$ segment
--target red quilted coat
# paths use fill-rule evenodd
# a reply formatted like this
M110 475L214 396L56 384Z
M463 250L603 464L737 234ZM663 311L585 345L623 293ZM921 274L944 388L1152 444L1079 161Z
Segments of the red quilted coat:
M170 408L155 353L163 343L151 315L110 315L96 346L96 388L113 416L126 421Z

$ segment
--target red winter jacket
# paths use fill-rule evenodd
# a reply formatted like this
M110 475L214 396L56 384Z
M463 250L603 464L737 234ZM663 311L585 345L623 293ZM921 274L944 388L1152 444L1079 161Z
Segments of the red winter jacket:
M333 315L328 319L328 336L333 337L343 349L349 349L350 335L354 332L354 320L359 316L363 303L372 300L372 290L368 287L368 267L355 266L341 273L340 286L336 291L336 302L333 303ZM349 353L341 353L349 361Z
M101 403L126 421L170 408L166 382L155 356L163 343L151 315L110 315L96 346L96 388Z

■ ■ ■ ■ ■

* [Your instructions]: Print all of the lines above again, unchanged and in the same order.

* [Correct response]:
$ segment
--target red quilted coat
# paths use fill-rule evenodd
# a reply formatted like this
M110 475L214 396L56 384Z
M463 250L603 464L737 234ZM663 311L585 345L623 293ZM921 274L944 388L1152 444L1079 161Z
Segments of the red quilted coat:
M170 408L155 353L163 343L151 315L110 315L96 346L96 388L113 416L126 421Z

$ segment
--target red winter jacket
# paths use fill-rule evenodd
# a reply formatted like this
M110 475L214 396L56 384Z
M463 250L603 464L737 234ZM663 311L585 345L623 293ZM921 274L944 388L1152 444L1079 161Z
Segments of the red winter jacket:
M333 315L328 319L328 336L333 337L343 349L349 349L350 335L354 332L354 320L359 316L363 303L372 300L372 290L368 287L368 267L355 266L341 273L340 286L336 291L336 302L333 303ZM349 353L341 353L349 361Z
M101 403L126 421L170 408L166 382L155 356L163 343L151 315L110 315L96 346L96 388Z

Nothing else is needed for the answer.